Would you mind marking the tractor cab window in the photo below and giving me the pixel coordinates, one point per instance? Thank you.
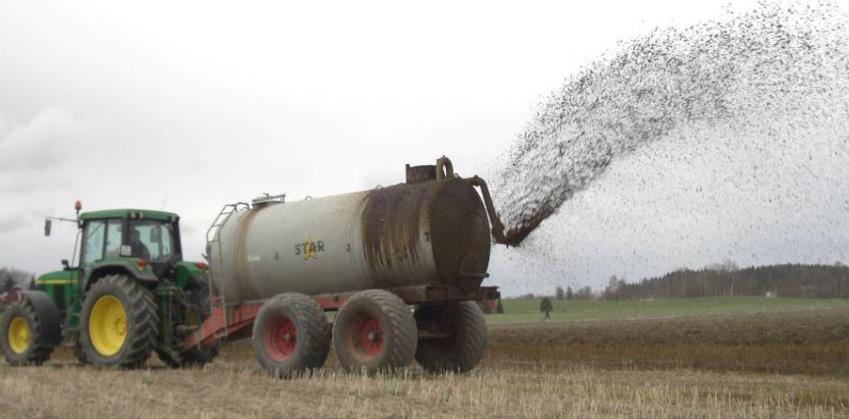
(113, 238)
(152, 240)
(93, 240)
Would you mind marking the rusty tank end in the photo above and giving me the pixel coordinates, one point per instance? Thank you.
(447, 216)
(431, 232)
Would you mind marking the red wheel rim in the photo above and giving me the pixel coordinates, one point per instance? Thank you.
(367, 336)
(281, 338)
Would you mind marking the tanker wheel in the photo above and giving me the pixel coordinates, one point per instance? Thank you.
(21, 330)
(461, 336)
(291, 335)
(119, 324)
(374, 331)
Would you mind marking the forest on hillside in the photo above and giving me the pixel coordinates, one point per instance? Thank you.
(788, 280)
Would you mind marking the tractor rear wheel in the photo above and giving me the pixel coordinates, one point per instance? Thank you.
(21, 335)
(79, 353)
(291, 335)
(374, 331)
(119, 324)
(460, 341)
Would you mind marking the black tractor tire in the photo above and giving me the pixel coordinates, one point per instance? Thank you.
(465, 344)
(35, 352)
(141, 322)
(79, 353)
(374, 331)
(291, 335)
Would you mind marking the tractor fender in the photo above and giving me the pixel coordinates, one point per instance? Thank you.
(48, 317)
(129, 268)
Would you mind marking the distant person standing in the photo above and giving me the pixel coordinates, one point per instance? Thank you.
(546, 307)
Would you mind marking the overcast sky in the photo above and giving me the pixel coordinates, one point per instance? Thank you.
(186, 106)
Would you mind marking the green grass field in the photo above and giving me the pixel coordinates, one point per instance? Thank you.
(527, 309)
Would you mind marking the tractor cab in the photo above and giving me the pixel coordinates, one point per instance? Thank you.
(147, 239)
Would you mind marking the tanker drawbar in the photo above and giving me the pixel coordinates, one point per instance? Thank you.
(371, 255)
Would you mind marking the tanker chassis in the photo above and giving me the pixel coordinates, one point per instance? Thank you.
(401, 265)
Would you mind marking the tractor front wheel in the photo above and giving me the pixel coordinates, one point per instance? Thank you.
(119, 324)
(21, 331)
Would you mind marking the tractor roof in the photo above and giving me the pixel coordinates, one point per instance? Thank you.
(134, 213)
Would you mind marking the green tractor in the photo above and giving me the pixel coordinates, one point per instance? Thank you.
(129, 295)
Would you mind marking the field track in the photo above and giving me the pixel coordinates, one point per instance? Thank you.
(771, 364)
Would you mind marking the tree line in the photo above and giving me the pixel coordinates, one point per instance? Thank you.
(726, 279)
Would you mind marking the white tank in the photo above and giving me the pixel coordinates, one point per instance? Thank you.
(427, 232)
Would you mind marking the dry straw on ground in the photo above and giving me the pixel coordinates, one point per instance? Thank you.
(645, 368)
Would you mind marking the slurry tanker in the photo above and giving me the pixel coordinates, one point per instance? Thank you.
(402, 267)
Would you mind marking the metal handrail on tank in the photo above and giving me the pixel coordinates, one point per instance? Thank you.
(221, 219)
(494, 219)
(444, 168)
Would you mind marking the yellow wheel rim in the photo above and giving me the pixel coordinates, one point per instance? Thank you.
(19, 333)
(107, 325)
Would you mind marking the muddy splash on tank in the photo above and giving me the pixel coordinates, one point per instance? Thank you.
(778, 62)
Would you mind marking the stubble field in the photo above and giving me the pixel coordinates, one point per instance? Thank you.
(772, 362)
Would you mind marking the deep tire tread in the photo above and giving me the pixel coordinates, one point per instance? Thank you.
(141, 312)
(314, 332)
(402, 347)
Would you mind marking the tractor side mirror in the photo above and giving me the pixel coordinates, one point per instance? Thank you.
(125, 250)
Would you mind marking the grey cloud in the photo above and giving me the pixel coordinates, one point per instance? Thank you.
(12, 222)
(41, 144)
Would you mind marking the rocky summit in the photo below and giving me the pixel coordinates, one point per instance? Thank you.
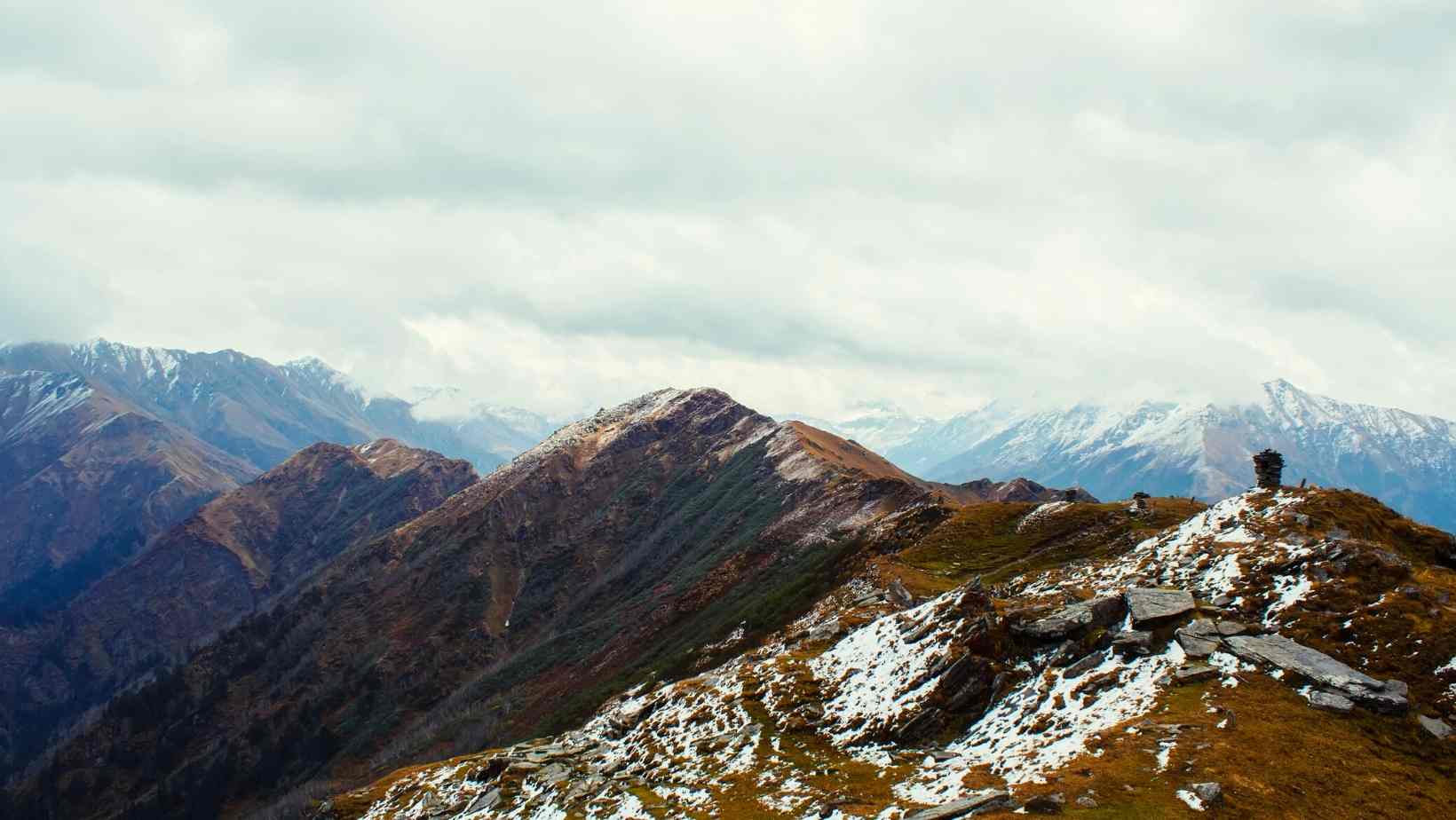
(680, 608)
(1221, 661)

────────────────

Copy the material word for word, starting at the line that contains "Would you mind marking the yellow" and continuing through the end of the material, with both ends included. Leave the pictures out of your answer.

Would you mind marking the yellow wheel rim in the photo above and giving me the pixel coordinates, one point per instance? Thank you.
(19, 333)
(107, 325)
Would you mind marking the muddy splash on tank in the photo above and giving me the pixel coordinates, one point per instance? Thank you.
(778, 62)
Would you mind marking the stubble field in the photo above and giving me the pixel coordinates, one point per instance? Thank you.
(772, 362)
Would you mind marking the deep tire tread in the photo above and giving me the pixel coordinates, one point per instance? Thank you.
(141, 312)
(314, 332)
(402, 347)
Would you mind marking the tractor side mirror in the photo above and giving me the pixel coordinates, one point per instance? Thank you.
(125, 250)
Would you mind marking the grey cloud in the photo above and giving me the pixel coordinates, one point per instance? Thank you.
(12, 222)
(41, 144)
Would you mind marking the rocky summit in the photo below and giving me the pixel coordinates, one point per instance? Thank you.
(680, 608)
(1221, 661)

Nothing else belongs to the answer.